+++ 本文 +++

シス子 さんの感想・評価
4.1
物語 : 4.5
作画 : 5.0
声優 : 3.5
音楽 : 4.0
キャラ : 3.5
状態:観終わった
てさぐれ!ロボもの
原作は未読で視聴
最近の“ロボもの”
個人的にはハズレが多いし
やっぱ難しいんですよね
この作品は番宣ではじめて知ったのですが
映像を見ただけで「おぉ、なんかスゲ~!」って喜びながらも
またいつもの“ロボもの?”
なんて観る前は懐疑的でした
最近
体だるいし
忙しいしな~
(個人的な都合でゴメンナサイ)
やっぱスルーしようかな?
なんて思いながら視聴を開始したのですが
1話目から既に360度方向転換してしまいました
すげ~面白れ~
なんてもんじゃない・・・
初っ端から圧倒されてしまいます
緻密で大迫力のCG映像(テレビのキャッチーみたい^^)
そして
とても高度に練り上げられたさまざまな設定
なのに
私のような「鈍い人」でもお話にホイホイついていける・・・
最近の言い方だと「マジ!?、ヤバい!」みたいな^^
映像の細かさや
作品の基盤となる
設定なんかが
マジでヤバいんです^^;(テキトーに言ってます)
世界観や
シチュエーション
戦闘シーンや
キャラ(メカキャラは置いといて)
正直言うと
どれをとっても
いままで観てきたロボもの
SFもの作品でも
見たことがある感じ?

+++

■ **練習課題 A**: リストのうち、「of the short」を含む行からリストの最終行までを、指示文も含めてもう一度書きなさい。その際、解答に含まれる座標の数値はすべて2.05倍に拡大し、四捨五入して整数にしなさい。
本文とリストは、内容のうえで互いに関係がない。

+++ 入力リスト +++

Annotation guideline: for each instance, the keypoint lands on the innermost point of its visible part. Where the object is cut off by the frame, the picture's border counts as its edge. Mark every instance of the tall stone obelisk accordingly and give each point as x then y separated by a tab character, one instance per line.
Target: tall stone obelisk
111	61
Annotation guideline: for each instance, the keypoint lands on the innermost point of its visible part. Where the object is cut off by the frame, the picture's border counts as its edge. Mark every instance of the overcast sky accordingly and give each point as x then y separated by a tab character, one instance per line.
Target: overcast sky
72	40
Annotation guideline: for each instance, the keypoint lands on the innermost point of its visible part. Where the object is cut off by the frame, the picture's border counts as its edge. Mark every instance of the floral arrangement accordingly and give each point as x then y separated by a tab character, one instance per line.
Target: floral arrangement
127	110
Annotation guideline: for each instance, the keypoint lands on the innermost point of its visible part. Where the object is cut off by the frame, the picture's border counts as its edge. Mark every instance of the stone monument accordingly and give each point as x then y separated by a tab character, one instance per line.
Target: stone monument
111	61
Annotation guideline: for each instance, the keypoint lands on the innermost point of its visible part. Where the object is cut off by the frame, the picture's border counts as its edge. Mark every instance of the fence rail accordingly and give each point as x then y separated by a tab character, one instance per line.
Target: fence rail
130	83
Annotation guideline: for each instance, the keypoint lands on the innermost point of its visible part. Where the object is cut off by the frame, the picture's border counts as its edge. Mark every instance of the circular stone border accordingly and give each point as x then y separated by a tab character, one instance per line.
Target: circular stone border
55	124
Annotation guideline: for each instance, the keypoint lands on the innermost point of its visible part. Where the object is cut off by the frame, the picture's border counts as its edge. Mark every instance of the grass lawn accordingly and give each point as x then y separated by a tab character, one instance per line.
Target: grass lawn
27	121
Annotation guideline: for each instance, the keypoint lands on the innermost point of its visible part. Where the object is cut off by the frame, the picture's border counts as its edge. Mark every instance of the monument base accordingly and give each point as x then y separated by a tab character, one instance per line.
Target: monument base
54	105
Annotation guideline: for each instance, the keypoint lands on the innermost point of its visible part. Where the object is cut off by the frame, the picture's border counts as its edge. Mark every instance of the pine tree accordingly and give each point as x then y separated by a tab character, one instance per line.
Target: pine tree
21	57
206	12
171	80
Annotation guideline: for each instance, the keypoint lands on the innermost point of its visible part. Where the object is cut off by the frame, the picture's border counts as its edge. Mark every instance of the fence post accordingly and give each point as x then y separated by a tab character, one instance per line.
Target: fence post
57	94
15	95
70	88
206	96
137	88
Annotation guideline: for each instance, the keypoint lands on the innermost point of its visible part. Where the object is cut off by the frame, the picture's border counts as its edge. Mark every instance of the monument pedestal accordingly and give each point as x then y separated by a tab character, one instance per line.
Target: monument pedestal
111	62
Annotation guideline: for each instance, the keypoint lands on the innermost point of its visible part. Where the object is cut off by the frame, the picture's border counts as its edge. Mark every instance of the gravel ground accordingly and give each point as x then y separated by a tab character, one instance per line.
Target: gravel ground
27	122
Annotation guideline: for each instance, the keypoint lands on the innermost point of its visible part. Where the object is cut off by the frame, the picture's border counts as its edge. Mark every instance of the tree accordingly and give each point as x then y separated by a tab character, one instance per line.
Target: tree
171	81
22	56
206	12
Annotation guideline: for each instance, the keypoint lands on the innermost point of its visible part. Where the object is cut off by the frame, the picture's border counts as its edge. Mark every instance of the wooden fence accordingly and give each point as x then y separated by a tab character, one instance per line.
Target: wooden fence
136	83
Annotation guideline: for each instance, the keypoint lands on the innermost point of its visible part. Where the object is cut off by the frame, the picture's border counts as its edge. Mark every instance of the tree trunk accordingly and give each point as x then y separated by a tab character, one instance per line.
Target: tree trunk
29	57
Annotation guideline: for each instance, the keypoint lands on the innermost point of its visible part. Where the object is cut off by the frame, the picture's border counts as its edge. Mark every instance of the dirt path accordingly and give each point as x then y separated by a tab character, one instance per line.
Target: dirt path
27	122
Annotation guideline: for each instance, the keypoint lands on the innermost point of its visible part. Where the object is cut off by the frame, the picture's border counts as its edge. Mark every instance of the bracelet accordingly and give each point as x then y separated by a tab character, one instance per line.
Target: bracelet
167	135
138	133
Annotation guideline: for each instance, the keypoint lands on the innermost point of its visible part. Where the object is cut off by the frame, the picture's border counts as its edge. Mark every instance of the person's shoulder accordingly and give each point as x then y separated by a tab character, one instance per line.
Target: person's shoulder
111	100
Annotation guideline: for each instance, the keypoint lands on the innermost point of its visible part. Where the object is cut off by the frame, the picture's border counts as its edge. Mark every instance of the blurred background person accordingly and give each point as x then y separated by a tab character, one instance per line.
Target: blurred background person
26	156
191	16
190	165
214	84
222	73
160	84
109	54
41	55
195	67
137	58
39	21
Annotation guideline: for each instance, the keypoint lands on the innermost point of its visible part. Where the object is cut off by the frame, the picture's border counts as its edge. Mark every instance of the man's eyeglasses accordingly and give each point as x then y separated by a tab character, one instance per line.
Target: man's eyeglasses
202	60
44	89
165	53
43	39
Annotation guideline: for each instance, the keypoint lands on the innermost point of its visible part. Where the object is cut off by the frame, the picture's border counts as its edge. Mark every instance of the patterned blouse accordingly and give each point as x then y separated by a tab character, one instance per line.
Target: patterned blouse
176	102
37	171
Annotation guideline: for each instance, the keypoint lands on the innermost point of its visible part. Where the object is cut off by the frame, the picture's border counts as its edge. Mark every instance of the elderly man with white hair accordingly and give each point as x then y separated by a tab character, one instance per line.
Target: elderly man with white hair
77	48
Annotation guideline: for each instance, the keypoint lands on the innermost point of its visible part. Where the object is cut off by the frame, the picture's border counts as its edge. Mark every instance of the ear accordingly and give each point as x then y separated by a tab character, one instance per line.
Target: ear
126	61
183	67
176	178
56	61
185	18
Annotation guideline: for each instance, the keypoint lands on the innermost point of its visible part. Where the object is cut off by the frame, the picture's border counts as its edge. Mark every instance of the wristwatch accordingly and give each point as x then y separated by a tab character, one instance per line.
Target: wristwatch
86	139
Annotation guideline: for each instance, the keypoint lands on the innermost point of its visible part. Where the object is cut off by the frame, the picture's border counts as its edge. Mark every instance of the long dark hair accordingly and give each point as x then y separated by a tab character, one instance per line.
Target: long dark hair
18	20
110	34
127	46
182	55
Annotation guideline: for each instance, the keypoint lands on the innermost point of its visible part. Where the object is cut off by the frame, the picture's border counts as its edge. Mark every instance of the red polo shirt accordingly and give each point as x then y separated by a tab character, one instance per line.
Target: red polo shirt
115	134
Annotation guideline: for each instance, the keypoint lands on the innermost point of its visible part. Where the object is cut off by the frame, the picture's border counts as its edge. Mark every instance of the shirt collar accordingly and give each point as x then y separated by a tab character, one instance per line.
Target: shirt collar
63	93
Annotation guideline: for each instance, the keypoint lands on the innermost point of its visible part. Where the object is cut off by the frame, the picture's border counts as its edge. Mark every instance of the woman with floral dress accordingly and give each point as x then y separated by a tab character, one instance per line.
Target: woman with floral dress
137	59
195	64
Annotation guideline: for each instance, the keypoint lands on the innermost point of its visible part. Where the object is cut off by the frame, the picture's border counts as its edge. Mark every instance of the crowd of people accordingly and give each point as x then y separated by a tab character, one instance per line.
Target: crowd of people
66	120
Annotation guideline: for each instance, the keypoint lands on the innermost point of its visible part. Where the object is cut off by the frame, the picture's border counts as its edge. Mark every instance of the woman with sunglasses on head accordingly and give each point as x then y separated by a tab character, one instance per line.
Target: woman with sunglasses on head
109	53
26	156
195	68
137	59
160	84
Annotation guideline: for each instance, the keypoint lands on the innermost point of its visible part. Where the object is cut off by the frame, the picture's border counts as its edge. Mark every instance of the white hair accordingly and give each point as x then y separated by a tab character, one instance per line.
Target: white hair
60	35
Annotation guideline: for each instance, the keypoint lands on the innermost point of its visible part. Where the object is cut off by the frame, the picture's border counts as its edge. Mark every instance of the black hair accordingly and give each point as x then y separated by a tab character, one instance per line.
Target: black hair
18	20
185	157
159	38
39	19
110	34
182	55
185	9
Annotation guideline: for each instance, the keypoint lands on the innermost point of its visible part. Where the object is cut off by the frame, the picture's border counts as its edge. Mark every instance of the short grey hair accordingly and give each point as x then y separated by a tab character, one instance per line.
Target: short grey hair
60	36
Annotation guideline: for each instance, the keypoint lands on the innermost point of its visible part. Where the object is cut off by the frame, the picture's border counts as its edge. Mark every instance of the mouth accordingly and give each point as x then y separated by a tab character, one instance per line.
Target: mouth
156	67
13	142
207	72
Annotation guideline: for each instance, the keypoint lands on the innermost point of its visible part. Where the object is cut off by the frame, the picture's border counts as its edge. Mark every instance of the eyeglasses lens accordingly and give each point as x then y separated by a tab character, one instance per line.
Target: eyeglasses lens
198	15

+++

■ **練習課題 B**: 本文で点数をつけて評価されている項目を、それぞれの点数とともにすべて挙げなさい。

■ **解答例 A**:
Annotation guideline: for each instance, the keypoint lands on the innermost point of its visible part. Where the object is cut off by the frame, the picture's border counts as its edge. Mark every instance of the short grey hair accordingly and give each point as x then y separated by a tab character, one instance per line.
Target: short grey hair
123	74
Annotation guideline: for each instance, the keypoint lands on the innermost point of its visible part. Where the object is cut off by the frame, the picture's border counts as its edge. Mark every instance of the mouth accordingly and give each point as x then y separated by a tab character, one instance per line.
Target: mouth
320	137
27	291
424	148
Annotation guideline: for each instance, the keypoint lands on the innermost point of its visible part. Where the object is cut off by the frame, the picture's border counts as its edge. Mark every instance of the eyeglasses lens accordingly and give each point as x then y separated by a tab character, one instance per line.
Target: eyeglasses lens
406	31

■ **解答例 B**:
物語:4.5
作画:5.0
声優:3.5
音楽:4.0
キャラ:3.5